== What you are asked to do ==
Which lines of the records contain the string "Return", matched case-sensitively? List each such line in full.
* BEGIN *
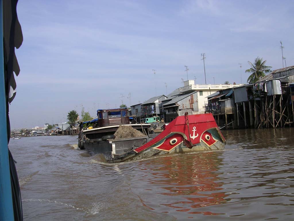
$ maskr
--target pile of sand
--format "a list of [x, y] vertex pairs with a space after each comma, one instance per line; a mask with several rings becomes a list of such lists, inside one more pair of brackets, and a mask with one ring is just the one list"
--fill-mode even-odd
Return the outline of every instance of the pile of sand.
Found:
[[139, 131], [134, 129], [131, 126], [120, 125], [114, 133], [116, 139], [130, 138], [131, 137], [146, 137], [146, 135]]

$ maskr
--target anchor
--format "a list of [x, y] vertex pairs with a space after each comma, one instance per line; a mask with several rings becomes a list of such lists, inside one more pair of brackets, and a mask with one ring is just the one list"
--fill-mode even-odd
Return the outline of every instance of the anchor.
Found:
[[193, 130], [192, 130], [192, 131], [193, 131], [193, 136], [191, 136], [191, 134], [190, 134], [190, 137], [194, 140], [198, 136], [198, 134], [197, 133], [197, 135], [196, 136], [195, 136], [195, 131], [196, 131], [196, 127], [193, 127]]

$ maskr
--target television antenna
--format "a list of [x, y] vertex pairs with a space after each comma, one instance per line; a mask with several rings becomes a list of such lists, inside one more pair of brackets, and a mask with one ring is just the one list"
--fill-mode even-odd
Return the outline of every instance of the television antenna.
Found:
[[241, 83], [242, 83], [242, 63], [239, 63], [240, 65], [240, 76], [241, 76]]
[[186, 68], [186, 70], [185, 70], [185, 71], [187, 72], [187, 80], [188, 80], [188, 70], [189, 70], [189, 68], [188, 68], [188, 66], [186, 65], [185, 65], [185, 67]]

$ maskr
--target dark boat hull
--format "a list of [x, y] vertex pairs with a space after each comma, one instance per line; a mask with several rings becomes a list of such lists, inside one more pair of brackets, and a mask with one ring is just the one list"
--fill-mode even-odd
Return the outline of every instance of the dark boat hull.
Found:
[[109, 163], [130, 162], [155, 156], [223, 149], [224, 138], [211, 114], [178, 117], [153, 139], [110, 139], [85, 144], [92, 153], [103, 154]]

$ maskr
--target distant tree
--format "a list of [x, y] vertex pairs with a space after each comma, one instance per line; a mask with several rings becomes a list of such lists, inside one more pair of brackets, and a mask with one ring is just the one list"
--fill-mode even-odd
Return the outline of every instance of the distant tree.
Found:
[[263, 61], [262, 59], [262, 58], [260, 58], [257, 57], [254, 60], [254, 64], [248, 61], [248, 64], [251, 67], [245, 70], [245, 72], [251, 73], [247, 80], [247, 82], [249, 83], [255, 83], [265, 76], [265, 73], [269, 73], [271, 71], [270, 69], [272, 67], [265, 66], [266, 60], [265, 60]]
[[120, 108], [126, 108], [126, 107], [127, 107], [127, 105], [126, 105], [125, 104], [121, 104], [120, 105], [119, 105], [119, 107], [120, 107]]
[[74, 110], [71, 111], [67, 113], [67, 119], [69, 120], [69, 123], [71, 126], [74, 125], [78, 116], [78, 114]]
[[52, 129], [52, 128], [53, 128], [53, 125], [51, 125], [50, 124], [49, 124], [48, 126], [47, 126], [47, 129], [49, 131], [51, 131]]
[[82, 121], [90, 121], [93, 118], [91, 116], [90, 113], [88, 112], [85, 112], [85, 109], [83, 108], [82, 108], [82, 112], [81, 115], [82, 116]]

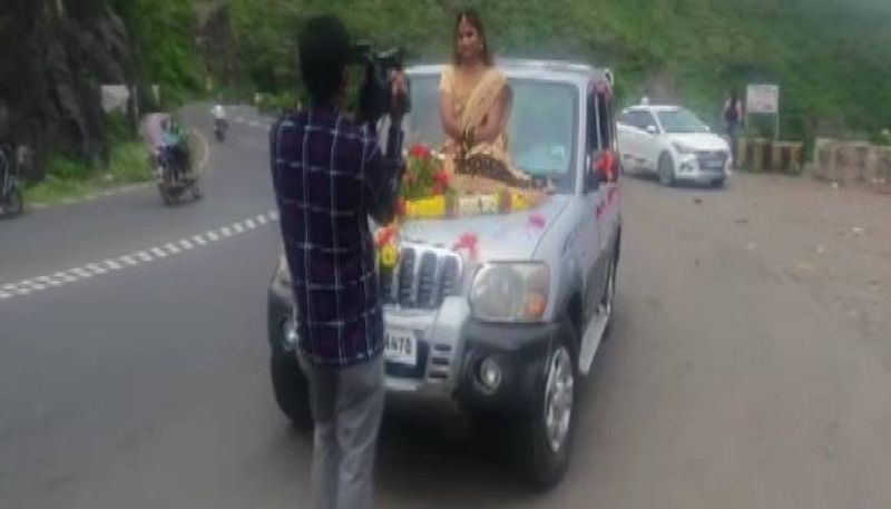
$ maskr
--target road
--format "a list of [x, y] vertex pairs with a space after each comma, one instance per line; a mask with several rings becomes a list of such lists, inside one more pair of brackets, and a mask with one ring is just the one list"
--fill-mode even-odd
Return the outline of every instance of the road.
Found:
[[[305, 507], [310, 438], [267, 374], [265, 123], [234, 116], [203, 202], [145, 188], [0, 223], [0, 508]], [[565, 482], [536, 495], [390, 417], [379, 507], [890, 507], [891, 200], [737, 175], [626, 179], [623, 207]]]

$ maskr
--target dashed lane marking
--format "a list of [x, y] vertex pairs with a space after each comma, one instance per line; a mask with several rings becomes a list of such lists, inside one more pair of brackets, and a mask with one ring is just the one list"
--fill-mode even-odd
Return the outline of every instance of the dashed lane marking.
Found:
[[258, 214], [244, 221], [207, 231], [203, 234], [190, 235], [178, 241], [168, 242], [160, 246], [151, 246], [134, 253], [107, 257], [101, 262], [88, 263], [67, 271], [56, 271], [51, 274], [21, 280], [17, 283], [0, 282], [0, 302], [77, 283], [99, 275], [118, 273], [127, 268], [176, 256], [202, 246], [214, 244], [224, 238], [232, 238], [233, 236], [257, 229], [258, 226], [277, 221], [278, 213], [276, 211], [270, 211], [265, 214]]

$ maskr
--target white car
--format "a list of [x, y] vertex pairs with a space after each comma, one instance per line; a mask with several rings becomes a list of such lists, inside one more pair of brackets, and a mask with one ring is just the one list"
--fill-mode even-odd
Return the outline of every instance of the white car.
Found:
[[626, 172], [656, 174], [666, 186], [686, 180], [721, 187], [733, 166], [727, 141], [678, 106], [625, 109], [618, 143]]

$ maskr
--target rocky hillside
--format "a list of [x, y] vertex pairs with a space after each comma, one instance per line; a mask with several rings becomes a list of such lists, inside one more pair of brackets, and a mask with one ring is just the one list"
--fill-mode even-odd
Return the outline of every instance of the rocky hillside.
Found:
[[101, 161], [108, 146], [101, 84], [134, 84], [127, 29], [101, 0], [0, 4], [0, 138]]

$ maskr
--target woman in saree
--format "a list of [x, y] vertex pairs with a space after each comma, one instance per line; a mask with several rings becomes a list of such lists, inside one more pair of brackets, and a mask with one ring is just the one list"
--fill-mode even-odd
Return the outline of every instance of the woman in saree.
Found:
[[439, 86], [440, 118], [446, 151], [454, 173], [481, 175], [509, 184], [528, 176], [510, 165], [506, 136], [511, 92], [492, 60], [486, 30], [472, 10], [458, 14], [454, 56], [442, 71]]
* END *
== Solution for this problem ==
Return the outline of every instance of the pile of sand.
Return the outline of every instance of the anchor.
Return the outline of every instance of the television antenna.
Return the outline of every instance of the dark boat hull.
Return the outline of every instance of the distant tree.
Return the outline of every instance of the road.
Return the outline of every instance of the dashed lane marking.
Return the outline of every instance of the white car.
Return the outline of every instance of the rocky hillside.
Return the outline of every instance of the woman in saree.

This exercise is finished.